• Supplied text:
On January 4, 1968, some of COSVN officials from Tây Ninh province encountered American soldiers when they were attempting to transfer food in the jungle, Huỳnh Tấn Phát's daughter Huỳnh Lan Khanh was captured and started to be escorted to Saigon. During the conflict several American military aircraft were shot down. Later Khanh's body was found by VC soldiers. She was buried with two other VC soldiers who died in this conflict.

Later, President Richard Nixon authorized border reconnaissance attacks, first in 1969 in the form of the covert bombing campaign known as Operation Menu, wherein the suspected site of COSVN in Cambodia was repeatedly and heavily bombed. In the spring of 1970, an overt ground incursion took place—-first an ARVN attack and then a joint ARVN–American attack that would later be called the Cambodian Campaign.

On March 18, the Cambodian National Assembly officially deposed the Cambodian leader Norodom Sihanouk and named Lon Nol as provisional head of state. The North Vietnamese response to the coup was swift. Even before Lon Nol's March 12 ultimatum for PAVN and VC forces to leave Cambodia, they had begun expanding their logistical system (the Ho Chi Minh trail) from southeastern Laos into northeastern Cambodia. After Sihanouk's overthrow and Lon Nol's anti-Vietnamese movements, PAVN launched an offensive (Campaign X) against the Cambodian army. They quickly seized large portions of the eastern and northeastern parts of the country, isolating and besieging or overrunning a number of Cambodian cities, including Kampong Cham. Fearing a joint ARVN–Cambodian attack after the coup, COSVN was evacuated to the newly Vietnamese-controlled Kratié Province of Cambodia on March 19, 1970.

As the PRG and VC headquarters prepared to follow the COSVN into Cambodia on March 30, they were surrounded in their bunkers by South Vietnamese forces flown in by helicopter. Surrounded, they awaited till nightfall and then with security provided by the 7th they broke out of the encirclement and fled north to unite with the COSVN in the Cambodian Kratié province. Trương Như Tảng, then Minister of Justice in the PRG, recounts the march to the northern bases as day after day of forced marches in the rain. Just before the column crossed route 7 heading north, they received word that on April 3 the 9th Division had fought and won in a battle near the city of Krek, Cambodia against ARVN forces. Years later, Trương would recall that during the escape of the Provisional Revolutionary Government just how "close [South Vietnamese] were to annihilating or capturing the core of the Southern resistance - elite units of our frontline fighters along with the civilian and much of the military leadership.

A month later, at the end of April, the US and ARVN tried again. The initial ARVN attack of the Cambodian Campaign was launched by ARVN and US ground forces, which attempted to "clean out the sanctuaries". PAVN/VC forces, however, had already been evacuated on March 19. COSVN and its sub-divisions had already withdrawn to the Kratié area and successfully avoided destruction. A marked reduction in radio traffic and transmitter power also made them difficult to place accurately at their new location, despite close 24-hour monitoring.

The military benefits and tragic repercussions of the bombing and invasion have been contentious subjects. Westmoreland thought that it was "unfortunate" that Nixon had announced the capture of COSVN as one of the primary objectives of the Cambodian operations. This left Nixon open to critics, who were already scornful of Nixon, to mock the notion of the president obsessing over COSVN as if it were a "holy grail". US Secretary of State Henry Kissinger was quoted as saying that the Cambodian invasion to destroy COSVN and other headquarters complexes bought the Americans and South Vietnamese a year. Members of the COSVN generally agree, but view the long-term political advantage gained as being worth the cost of the evacuation.

=="Bamboo Pentagon"==
The "Bamboo Pentagon" was a mythical military headquarters of the VC, believed by US President Richard Nixon and the Joint Chiefs of Staff to exist deep inside the jungles of Cambodia. A further belief that destroying it would bring about an end to the Vietnam War helped lead to the American invasion of Cambodia on April 29, 1970.

• Records:

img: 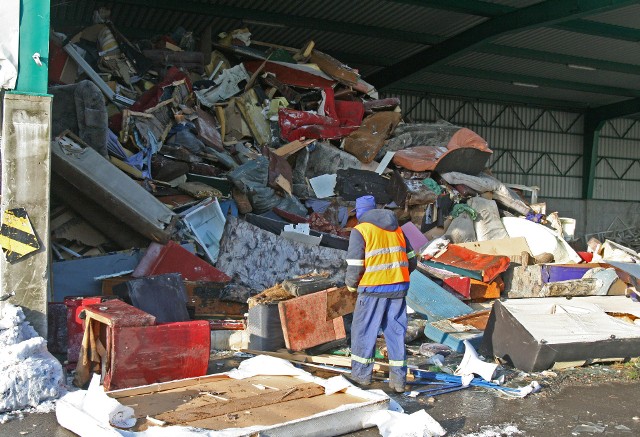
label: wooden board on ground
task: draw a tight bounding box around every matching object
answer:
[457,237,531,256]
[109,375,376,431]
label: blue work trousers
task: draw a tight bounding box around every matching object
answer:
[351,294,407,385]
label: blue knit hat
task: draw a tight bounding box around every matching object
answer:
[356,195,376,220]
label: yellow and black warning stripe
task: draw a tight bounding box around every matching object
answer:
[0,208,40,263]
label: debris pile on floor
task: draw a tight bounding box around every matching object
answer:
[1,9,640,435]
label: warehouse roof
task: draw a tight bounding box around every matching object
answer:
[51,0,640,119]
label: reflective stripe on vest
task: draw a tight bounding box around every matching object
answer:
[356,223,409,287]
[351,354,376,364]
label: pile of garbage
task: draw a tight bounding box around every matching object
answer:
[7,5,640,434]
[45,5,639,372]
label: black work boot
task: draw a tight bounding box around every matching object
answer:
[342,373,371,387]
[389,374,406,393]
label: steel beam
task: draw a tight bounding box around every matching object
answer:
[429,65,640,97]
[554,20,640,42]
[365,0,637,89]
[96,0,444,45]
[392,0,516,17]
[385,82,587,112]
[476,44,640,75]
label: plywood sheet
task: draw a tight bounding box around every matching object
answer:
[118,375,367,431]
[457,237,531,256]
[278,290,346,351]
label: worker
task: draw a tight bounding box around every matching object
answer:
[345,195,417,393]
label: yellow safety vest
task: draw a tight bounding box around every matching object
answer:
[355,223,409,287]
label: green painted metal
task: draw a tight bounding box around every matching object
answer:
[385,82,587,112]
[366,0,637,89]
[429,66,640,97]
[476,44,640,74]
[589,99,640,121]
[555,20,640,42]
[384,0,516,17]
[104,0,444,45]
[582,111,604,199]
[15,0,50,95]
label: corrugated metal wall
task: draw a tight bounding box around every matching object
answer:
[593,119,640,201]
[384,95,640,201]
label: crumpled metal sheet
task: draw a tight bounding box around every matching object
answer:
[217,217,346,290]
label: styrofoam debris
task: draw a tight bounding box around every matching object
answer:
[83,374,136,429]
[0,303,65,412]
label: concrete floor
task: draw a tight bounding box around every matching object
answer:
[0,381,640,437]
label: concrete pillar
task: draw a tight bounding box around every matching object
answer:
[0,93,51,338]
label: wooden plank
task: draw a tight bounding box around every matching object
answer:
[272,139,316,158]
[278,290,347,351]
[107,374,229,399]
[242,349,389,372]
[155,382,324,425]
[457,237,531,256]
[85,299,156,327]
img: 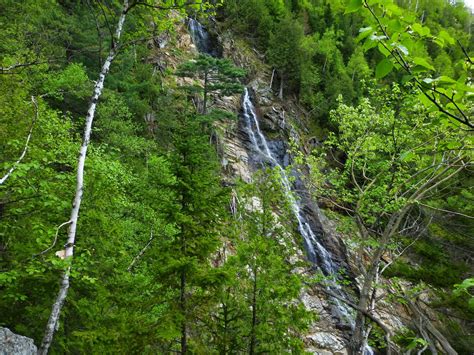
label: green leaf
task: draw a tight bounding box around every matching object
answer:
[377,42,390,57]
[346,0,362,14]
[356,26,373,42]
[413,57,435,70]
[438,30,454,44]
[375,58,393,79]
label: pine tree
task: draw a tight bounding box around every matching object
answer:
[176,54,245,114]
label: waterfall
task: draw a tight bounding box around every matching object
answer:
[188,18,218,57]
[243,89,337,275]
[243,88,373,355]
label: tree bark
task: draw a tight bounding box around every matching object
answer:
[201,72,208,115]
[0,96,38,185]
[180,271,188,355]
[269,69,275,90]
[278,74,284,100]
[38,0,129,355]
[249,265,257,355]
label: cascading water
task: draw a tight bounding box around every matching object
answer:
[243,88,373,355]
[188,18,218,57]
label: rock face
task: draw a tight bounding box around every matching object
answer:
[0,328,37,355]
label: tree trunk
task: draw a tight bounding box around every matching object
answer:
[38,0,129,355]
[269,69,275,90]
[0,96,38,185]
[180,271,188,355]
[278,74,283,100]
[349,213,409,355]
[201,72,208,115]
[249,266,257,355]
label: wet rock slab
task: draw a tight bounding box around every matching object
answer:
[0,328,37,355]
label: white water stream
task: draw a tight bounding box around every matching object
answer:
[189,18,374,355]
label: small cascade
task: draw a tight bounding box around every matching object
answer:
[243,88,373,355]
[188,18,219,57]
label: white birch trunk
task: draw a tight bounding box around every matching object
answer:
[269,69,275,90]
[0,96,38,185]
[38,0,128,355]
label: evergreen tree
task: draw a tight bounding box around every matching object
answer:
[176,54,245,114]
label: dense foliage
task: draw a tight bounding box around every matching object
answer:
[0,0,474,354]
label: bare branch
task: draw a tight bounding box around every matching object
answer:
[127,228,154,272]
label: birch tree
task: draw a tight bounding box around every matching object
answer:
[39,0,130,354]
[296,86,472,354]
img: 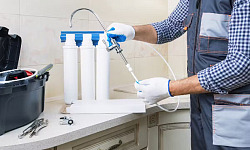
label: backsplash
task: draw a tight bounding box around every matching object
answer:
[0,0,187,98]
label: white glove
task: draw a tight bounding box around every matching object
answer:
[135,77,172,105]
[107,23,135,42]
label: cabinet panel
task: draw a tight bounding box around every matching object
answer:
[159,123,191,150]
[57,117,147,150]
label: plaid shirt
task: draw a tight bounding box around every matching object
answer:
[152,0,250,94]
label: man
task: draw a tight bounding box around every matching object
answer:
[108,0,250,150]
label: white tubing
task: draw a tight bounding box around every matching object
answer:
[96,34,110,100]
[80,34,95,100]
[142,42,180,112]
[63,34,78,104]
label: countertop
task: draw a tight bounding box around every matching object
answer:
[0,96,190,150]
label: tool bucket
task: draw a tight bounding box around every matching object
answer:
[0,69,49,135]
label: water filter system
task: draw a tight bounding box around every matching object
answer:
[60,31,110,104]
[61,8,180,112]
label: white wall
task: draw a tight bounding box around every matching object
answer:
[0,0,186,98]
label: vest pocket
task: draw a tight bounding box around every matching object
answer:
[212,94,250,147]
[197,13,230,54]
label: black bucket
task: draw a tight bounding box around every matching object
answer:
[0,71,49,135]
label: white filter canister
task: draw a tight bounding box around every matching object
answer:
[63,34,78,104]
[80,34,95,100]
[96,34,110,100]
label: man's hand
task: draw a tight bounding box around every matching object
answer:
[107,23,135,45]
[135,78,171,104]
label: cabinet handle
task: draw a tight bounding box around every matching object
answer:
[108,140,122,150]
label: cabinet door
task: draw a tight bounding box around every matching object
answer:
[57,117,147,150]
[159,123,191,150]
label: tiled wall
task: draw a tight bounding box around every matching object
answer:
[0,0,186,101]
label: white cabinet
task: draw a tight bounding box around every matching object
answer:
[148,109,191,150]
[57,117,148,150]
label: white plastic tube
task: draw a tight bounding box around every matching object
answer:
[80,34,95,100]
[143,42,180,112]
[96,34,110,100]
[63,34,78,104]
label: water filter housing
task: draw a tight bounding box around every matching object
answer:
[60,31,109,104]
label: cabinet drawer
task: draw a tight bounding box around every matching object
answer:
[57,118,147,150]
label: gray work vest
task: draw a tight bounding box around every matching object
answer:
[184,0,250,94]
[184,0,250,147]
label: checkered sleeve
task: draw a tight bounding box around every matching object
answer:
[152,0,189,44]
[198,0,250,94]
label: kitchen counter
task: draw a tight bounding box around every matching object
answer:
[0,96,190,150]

• Exercise details:
Copy the COSVN passage from "A month later, at" up to and including "close 24-hour monitoring.", renaming "radio traffic" as "communications traffic" wherever it occurs.

• Written answer:
A month later, at the end of April, the US and ARVN tried again. The initial ARVN attack of the Cambodian Campaign was launched by ARVN and US ground forces, which attempted to "clean out the sanctuaries". PAVN/VC forces, however, had already been evacuated on March 19. COSVN and its sub-divisions had already withdrawn to the Kratié area and successfully avoided destruction. A marked reduction in communications traffic and transmitter power also made them difficult to place accurately at their new location, despite close 24-hour monitoring.